Sen görmedin mi? Elláhu Teálâ, semâdan yağmur sularını inzâl etti. Binâenaleyh;
biz o su sebebiyle renkleri muhtelif meyveler çıkardık. Dağlarda da beyâz, kırmızı
ve siyâh, muhtelif renklerde yollar vardır. İnsânlardan ve mutlaka yerde
yürüyen hayvânâttan, hayvânât içinde insânlarla ülfet eden deve, koyun, sığır
gibi hayvânât-ı ehliyyeden de meyveler ve dağlar gibi renkleri başka başka nev‘ler,
cinsler, sınıflar ve efrâd halk ettik ki, hîç birisi diğerine benzemediği gibi;
ahlâk, meşreb ve yaşayış tarzları dahi başka başkadır. Bunların cümlesi, kudretimize
ve fâil-i muhtár olduğumuza delâlet eder.
“Elláh’ın
kulları içinde Elláh’dan korkanlar ancak, bu zikredilen delîllere nazar edip, bu
delîller vâsıtasıyla, her şeyde tasarruf eden Elláhu Teálâ’nın vahdâniyyetini
ve O’nun esmâ ve sıfâtını bilen ve O’nun azamet ve kibriyâsını ve kahr u gazabını
lâyıkıyla derk eden álimlerdir. Zîrâ; Elláhu Teálâ mülkünde gálib
ve istediği kimsenin kusúrunu mağfiret eder, isterse kusúr sáhibine azâb eder.”[18]
İşte, şu
âyet-i kerîmede Cenâb-ı Hak, san‘atının bir kısım eserlerini nazara gösterip, onlarla
vahdâniyyetini, irâde ve kudretini, hikmet ve rahmetini isbât ettikten sonra, “Elláh’dan
ancak álim olan kulları korkar” buyurmakla gösteriyor ki, “ilim”,
Kur’ân’ın nazarında “Elláh’ı ve O’nun esmâ ve sıfatını hakkıyla bilmek”tir.

## Veri Satırları
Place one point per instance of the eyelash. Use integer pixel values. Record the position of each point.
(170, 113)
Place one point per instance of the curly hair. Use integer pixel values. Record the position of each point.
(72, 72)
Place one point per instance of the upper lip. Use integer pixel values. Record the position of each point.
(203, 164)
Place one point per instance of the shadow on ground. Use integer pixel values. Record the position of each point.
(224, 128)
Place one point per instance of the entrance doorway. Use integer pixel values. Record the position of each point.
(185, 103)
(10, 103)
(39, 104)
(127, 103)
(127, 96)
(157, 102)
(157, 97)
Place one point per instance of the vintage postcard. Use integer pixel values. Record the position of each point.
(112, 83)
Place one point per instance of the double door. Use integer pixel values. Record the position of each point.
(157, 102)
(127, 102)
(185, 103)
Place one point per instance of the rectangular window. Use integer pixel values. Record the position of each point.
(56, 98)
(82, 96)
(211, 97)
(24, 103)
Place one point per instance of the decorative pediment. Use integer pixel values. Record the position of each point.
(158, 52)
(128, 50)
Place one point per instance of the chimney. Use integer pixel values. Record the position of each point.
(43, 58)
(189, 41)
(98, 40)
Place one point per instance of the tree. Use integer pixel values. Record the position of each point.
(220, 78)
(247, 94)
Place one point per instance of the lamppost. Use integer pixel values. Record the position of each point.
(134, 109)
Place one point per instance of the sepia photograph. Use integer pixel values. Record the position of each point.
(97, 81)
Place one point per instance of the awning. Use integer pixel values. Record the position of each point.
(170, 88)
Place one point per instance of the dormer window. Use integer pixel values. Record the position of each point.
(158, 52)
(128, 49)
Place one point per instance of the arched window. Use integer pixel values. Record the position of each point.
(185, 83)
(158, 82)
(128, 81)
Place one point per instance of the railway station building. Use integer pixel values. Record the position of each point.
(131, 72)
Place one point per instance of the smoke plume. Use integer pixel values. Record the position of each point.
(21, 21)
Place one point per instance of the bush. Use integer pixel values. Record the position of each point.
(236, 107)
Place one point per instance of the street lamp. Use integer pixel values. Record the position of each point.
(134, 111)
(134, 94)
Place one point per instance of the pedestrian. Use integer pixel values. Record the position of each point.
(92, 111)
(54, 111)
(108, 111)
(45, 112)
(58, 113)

## Yapılacaklar
A: Kaynak metinde insanlarla ülfet eden hayvanlar olarak adı geçen hayvanları sıralayın.
B: Lütfen kaynak metinde "Sen görmedin mi?" sözlerinden başlayıp "olduğumuza delâlet eder." sözlerine kadar, bunlar da dahil olmak üzere, bölümü harfi harfine aktarın.

## Çözümlü Cevaplar
A: Deve, koyun, sığır.

B:
Sen görmedin mi? Elláhu Teálâ, semâdan yağmur sularını inzâl etti. Binâenaleyh;
biz o su sebebiyle renkleri muhtelif meyveler çıkardık. Dağlarda da beyâz, kırmızı
ve siyâh, muhtelif renklerde yollar vardır. İnsânlardan ve mutlaka yerde
yürüyen hayvânâttan, hayvânât içinde insânlarla ülfet eden deve, koyun, sığır
gibi hayvânât-ı ehliyyeden de meyveler ve dağlar gibi renkleri başka başka nev‘ler,
cinsler, sınıflar ve efrâd halk ettik ki, hîç birisi diğerine benzemediği gibi;
ahlâk, meşreb ve yaşayış tarzları dahi başka başkadır. Bunların cümlesi, kudretimize
ve fâil-i muhtár olduğumuza delâlet eder.